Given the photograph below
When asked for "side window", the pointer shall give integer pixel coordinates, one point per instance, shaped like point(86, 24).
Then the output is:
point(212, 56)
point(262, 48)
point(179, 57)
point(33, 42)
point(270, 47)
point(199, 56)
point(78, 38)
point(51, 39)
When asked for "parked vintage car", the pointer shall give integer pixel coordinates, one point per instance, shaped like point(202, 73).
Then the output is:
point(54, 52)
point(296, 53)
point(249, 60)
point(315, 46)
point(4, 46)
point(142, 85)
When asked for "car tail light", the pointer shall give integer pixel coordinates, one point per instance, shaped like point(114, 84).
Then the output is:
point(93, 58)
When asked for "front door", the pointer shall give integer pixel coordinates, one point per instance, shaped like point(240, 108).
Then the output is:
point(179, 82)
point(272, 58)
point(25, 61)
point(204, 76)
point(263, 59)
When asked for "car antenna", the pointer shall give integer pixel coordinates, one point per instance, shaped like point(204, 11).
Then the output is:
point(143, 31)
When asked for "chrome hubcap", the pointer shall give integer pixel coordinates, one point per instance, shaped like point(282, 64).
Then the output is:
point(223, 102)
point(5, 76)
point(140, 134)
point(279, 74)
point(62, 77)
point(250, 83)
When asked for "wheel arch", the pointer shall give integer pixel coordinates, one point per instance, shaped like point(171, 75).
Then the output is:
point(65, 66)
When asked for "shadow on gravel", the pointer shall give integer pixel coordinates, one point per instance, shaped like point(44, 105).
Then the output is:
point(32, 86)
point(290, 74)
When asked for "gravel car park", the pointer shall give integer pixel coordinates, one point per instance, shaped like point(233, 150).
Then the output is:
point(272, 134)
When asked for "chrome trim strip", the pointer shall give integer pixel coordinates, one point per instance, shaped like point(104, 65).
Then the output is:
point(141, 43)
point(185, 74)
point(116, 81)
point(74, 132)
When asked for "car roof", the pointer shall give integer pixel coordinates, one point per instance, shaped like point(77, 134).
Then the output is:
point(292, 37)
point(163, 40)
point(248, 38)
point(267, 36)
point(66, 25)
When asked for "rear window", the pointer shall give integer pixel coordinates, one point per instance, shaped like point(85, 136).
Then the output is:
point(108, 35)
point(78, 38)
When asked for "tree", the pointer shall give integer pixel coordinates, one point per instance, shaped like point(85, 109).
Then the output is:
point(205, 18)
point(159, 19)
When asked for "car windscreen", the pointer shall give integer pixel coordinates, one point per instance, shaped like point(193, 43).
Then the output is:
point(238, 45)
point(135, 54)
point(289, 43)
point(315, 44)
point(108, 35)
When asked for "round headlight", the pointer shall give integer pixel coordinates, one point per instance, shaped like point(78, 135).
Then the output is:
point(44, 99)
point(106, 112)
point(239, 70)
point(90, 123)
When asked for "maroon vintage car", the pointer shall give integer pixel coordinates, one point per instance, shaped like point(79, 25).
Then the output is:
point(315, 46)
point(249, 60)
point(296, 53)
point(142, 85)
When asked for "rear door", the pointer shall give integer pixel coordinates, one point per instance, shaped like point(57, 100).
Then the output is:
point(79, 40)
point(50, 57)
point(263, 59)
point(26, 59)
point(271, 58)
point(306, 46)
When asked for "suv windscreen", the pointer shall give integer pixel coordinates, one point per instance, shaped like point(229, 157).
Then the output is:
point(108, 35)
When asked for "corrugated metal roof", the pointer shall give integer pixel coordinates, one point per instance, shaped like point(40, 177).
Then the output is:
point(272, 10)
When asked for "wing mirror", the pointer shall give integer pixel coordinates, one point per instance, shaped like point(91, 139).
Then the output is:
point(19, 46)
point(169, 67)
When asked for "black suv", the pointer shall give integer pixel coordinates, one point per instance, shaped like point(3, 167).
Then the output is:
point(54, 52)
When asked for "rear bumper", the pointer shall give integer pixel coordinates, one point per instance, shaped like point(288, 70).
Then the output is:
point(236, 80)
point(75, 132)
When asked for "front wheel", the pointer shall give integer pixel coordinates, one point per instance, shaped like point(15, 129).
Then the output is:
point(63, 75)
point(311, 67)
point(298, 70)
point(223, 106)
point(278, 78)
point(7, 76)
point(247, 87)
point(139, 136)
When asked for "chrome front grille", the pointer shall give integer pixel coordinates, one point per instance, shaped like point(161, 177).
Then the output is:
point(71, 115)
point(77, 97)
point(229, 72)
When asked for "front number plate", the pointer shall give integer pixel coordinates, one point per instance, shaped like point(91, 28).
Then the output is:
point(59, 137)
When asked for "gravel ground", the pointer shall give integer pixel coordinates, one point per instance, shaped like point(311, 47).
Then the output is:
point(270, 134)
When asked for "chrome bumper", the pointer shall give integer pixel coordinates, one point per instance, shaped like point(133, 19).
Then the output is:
========================================================================
◆ **ACTIVITY**: Only a number is wanted here: how many lines of the records above hold the word "bumper".

◆ **SOLUTION TO THIS TASK**: 2